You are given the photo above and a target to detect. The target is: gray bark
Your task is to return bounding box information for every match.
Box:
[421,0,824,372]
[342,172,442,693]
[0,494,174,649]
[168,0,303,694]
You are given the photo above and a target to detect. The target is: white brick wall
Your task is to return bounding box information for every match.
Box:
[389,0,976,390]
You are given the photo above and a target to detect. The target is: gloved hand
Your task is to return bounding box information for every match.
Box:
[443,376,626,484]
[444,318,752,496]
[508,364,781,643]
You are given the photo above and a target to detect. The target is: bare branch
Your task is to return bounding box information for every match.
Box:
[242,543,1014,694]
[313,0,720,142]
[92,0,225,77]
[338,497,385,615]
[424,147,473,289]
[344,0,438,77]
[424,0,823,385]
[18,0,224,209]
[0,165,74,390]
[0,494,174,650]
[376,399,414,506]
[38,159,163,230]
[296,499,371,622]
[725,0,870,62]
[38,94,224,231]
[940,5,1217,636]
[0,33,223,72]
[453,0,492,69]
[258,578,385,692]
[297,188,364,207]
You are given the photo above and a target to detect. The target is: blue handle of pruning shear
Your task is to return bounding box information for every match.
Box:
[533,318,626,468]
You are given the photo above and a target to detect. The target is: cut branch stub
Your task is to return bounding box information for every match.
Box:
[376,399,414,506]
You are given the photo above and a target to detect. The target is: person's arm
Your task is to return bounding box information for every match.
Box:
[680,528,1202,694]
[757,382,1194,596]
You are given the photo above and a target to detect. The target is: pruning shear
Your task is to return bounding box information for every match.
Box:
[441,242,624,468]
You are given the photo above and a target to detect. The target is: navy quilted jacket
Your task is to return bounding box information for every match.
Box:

* * *

**WHAT YOU WILL DO:**
Print all of the records above again, line for line and word for word, with nothing changed.

**WRITTEN ANSWER:**
You are given the photo above and a target to detect. The target is: gray bark
Your task is to return bounding box information for every match.
Box:
[421,0,824,372]
[342,172,442,693]
[0,494,174,649]
[168,0,303,694]
You are given the photo above and a target to detect. The target is: white brick wall
Your task is to return bounding box information for every match.
Box:
[389,0,976,390]
You are given the photo above and a target to detect. The target is: gloved hand
Your task is to return bounding box information for every match.
Box:
[443,376,626,484]
[444,318,752,496]
[508,364,781,643]
You are given the photo above and a target to detect. The target is: bare branch
Your task is to return bounding box information for every match.
Box:
[242,543,1014,694]
[313,0,720,142]
[92,0,225,77]
[338,497,385,615]
[424,147,473,289]
[344,0,438,77]
[424,0,823,385]
[18,0,224,209]
[0,165,74,390]
[0,494,174,650]
[376,399,414,506]
[38,159,163,230]
[296,499,371,622]
[725,0,870,62]
[38,94,224,231]
[940,5,1217,636]
[0,33,223,72]
[453,0,492,69]
[258,578,385,692]
[297,188,364,207]
You are given the photo above and a target to detect. The target is: blue handle of pruning shear
Your task is to return bounding box information for every match.
Box:
[533,318,626,468]
You are given the photo above and a target to detect. The target is: cut branch stub
Your task is to return bounding box information for every match.
Box:
[376,399,414,506]
You are given the photo above and a target to detect. The target is: person's arm
Your task is to return bounding box information for every match.
Box:
[680,528,1202,694]
[757,382,1194,596]
You are given the photo above and a target to detect. The target is: pruning shear
Your task is to return bounding box information for every match.
Box:
[441,242,624,468]
You are given the photo above and a target to detect. The target is: navy quilted jacket
Your task is to return bounding box information for every match.
Box:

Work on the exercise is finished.